Ever wondered how many athletes are legally allowed to take “performance-enhancing drugs”? You read correctly - many elite athletes are given official permission to use drugs that are otherwise banned in sport.
This is because a number of elite athletes have common disorders such as diabetes, asthma, and attention-deficit hyperactivity disorder (ADHD) that are often treated with prescription drugs that are considered performance-enhancing if used by athletes without these disorders.
The stimulant methylphenidate (Ritalin), for example, is often prescribed to treat ADHD in children and young adults but its use is prohibited in sport by the World Anti-Doping Agency (WADA) because it may enhance explosiveness, power, strength or stamina.
Athletes who want to treat their medical condition with a drug that would otherwise be banned must apply for a Therapeutic Use Exemption (TUE). To qualify, they must be diagnosed by a medical practitioner and have their request approved by the Australian Sports Drug Medical Advisory Committee (ASDMAC).
But the number of TUE applications submitted to ASDMAC has reportedly increased in the wake of the Australian Crime Commission’s recent report into doping in sport.
So, are these medications being used to treat genuine illnesses?
Each year in their annual report, the Australian Sports Anti-Doping Authority (ASADA) lists all the substances for which ASDMAC approved at least one TUE. In 2011-12 TUEs were granted for 37 different substances. The list included stimulants commonly used to treat ADHD, as well as other drugs such as modafinil (for sleep disorders), hydrocortisone, insulin, oxycodone, human growth hormone and testosterone.
The annual report also lists the total number of TUEs granted for each sport. Last year there were 202 TUEs approved across across 58 different sports, from cricket and rugby, to badminton and water polo. Those with the highest number of TUEs were swimming, cycling, AFL, and athletics (they were also the top four in the previous year).
This information gives us a small insight into patterns of prescription drug use among athletes, but some things remain hidden. We know, for example, that last year ASDMAC approved at least one TUE for methylphenidate (Ritalin), but it’s impossible to tell from the annual report alone how many TUEs were granted for this drug. Was it only one? Ten? One hundred?

━━━

> [Work instruction] Can you extend the piece on athletes' therapeutic use exemptions past its final sentence? The lines that come next have nothing to do with the piece on athletes' therapeutic use exemptions.

> [Study material]
━━━

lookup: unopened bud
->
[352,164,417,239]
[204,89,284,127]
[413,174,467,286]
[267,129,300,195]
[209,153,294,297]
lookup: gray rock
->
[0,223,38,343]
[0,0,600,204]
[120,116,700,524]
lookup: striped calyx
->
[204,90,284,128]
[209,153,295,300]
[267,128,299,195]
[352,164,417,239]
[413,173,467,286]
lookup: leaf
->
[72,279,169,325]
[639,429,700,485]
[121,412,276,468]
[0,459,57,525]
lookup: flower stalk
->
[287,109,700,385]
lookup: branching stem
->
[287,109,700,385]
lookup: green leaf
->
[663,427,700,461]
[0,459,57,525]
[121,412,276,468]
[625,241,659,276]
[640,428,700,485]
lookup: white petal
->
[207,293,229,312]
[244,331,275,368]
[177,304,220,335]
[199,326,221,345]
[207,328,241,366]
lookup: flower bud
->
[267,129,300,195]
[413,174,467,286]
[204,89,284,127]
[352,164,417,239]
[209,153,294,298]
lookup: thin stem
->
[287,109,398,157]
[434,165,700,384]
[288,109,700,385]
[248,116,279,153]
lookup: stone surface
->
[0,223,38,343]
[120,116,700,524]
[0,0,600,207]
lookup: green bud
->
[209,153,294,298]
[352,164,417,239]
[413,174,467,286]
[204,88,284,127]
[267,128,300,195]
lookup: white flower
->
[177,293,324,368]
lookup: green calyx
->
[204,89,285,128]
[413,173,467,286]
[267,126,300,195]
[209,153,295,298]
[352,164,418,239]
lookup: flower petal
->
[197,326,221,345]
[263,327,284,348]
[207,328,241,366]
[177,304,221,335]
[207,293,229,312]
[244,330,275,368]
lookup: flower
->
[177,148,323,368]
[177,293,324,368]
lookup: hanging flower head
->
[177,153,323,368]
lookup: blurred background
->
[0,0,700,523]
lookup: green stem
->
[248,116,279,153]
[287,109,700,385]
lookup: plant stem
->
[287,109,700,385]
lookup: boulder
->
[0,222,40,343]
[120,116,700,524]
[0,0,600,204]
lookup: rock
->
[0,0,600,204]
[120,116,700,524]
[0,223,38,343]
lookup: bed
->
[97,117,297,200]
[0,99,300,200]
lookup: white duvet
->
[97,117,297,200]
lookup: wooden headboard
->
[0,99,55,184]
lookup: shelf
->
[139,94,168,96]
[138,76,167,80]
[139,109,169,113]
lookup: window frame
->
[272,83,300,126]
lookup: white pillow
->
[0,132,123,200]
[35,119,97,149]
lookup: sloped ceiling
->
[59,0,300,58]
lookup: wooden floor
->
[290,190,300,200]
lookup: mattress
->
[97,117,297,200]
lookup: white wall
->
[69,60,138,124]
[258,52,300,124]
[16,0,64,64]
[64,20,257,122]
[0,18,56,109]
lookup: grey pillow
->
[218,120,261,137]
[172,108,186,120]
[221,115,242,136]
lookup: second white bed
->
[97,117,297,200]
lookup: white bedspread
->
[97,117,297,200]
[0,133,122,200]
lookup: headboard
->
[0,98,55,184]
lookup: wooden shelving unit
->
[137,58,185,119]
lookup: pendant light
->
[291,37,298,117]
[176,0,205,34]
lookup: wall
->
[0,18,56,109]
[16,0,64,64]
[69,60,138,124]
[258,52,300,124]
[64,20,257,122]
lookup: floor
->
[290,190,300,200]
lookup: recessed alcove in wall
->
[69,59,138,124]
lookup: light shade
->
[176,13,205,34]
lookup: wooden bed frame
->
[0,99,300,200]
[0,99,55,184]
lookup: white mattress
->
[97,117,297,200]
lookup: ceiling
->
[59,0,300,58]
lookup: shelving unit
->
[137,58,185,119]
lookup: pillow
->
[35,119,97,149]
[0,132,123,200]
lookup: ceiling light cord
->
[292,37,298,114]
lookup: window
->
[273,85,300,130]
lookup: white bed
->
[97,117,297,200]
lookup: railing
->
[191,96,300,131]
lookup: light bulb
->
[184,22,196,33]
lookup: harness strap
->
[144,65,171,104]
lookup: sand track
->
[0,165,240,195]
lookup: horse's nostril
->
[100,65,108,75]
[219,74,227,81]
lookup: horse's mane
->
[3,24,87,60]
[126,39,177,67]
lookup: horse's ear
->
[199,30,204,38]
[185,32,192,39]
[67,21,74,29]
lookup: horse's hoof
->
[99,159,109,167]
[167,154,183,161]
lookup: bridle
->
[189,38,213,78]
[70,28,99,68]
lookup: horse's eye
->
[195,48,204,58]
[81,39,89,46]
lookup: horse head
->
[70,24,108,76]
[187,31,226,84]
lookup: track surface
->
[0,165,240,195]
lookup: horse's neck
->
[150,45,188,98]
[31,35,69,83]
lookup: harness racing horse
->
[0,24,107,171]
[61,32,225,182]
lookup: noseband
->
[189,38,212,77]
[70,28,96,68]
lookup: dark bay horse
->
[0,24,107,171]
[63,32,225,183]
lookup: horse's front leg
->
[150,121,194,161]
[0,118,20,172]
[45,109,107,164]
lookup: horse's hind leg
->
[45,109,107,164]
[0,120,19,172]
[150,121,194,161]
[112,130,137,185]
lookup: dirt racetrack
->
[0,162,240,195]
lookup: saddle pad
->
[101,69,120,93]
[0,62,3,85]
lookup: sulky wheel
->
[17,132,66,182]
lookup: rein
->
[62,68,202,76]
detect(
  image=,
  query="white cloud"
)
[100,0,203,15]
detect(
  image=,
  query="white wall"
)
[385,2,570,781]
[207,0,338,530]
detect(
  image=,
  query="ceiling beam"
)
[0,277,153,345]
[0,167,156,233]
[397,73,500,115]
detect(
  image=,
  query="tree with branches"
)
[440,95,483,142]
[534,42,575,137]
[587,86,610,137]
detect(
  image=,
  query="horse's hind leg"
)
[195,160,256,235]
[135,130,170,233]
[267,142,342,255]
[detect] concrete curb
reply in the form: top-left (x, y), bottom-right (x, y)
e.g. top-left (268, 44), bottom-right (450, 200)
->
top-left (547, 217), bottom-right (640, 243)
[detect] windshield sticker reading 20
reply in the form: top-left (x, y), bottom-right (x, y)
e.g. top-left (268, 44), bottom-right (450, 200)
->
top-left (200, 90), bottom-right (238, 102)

━━━

> [Response]
We also cannot tell how many TUEs for methylphenidate were approved in high-profile sports such as swimming, cycling, Australian Rules football, and rugby league.
The prescription of stimulants to treat ADHD increased by more than 80% in Australia last decade and ADHD is a condition that affects many young people from all walks of life. It is becoming increasingly common to continue stimulant treatment into a person’s twenties. Given this, we might expect to see an increase in the number of TUEs for such medications.
It is a source of frustration for public health researchers that ASDMAC (a government-funded body) has refused requests to reveal the number of TUEs that have been granted for each substance, making it difficult to assess the appropriateness of the use of these drugs.
My requests for this information for research purposes were denied by ASDMAC on two different occasions last year. First, ASDMAC claimed this information was confidential and revealing it could breach the privacy of athletes. But it was not explained how simply confirming the number of TUEs approved in Australia for methylphenidate would reveal information that is any more confidential than that which is already published in ASADA’s annual report.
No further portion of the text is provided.